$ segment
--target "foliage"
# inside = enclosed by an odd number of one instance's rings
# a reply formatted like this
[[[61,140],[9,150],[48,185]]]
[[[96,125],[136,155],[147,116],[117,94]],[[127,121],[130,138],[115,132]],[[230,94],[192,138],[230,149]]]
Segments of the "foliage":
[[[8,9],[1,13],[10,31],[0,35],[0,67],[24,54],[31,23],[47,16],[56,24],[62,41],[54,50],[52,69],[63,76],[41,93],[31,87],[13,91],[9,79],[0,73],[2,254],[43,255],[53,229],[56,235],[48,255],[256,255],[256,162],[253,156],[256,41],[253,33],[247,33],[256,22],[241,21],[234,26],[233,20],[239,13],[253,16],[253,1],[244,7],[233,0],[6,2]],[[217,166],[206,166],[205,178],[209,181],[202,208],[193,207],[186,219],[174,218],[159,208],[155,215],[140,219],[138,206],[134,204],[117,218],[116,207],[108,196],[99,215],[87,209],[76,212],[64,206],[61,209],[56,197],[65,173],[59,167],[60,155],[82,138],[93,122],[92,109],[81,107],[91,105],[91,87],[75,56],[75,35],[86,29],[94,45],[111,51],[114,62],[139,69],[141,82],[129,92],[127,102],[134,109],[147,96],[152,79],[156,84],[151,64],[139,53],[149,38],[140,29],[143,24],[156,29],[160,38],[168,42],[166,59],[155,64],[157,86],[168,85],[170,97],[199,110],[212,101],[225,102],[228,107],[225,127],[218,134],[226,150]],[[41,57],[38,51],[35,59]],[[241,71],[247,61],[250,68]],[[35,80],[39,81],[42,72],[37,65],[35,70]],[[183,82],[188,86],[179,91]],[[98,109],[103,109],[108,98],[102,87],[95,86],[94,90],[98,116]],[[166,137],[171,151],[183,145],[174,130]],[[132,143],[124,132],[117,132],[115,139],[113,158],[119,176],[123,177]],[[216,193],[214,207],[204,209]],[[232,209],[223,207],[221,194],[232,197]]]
++++++++++++++++++++
Problem details :: Extract each line of the entries above that contains the string "foliage".

Solution to this task ::
--target "foliage"
Segments of the "foliage":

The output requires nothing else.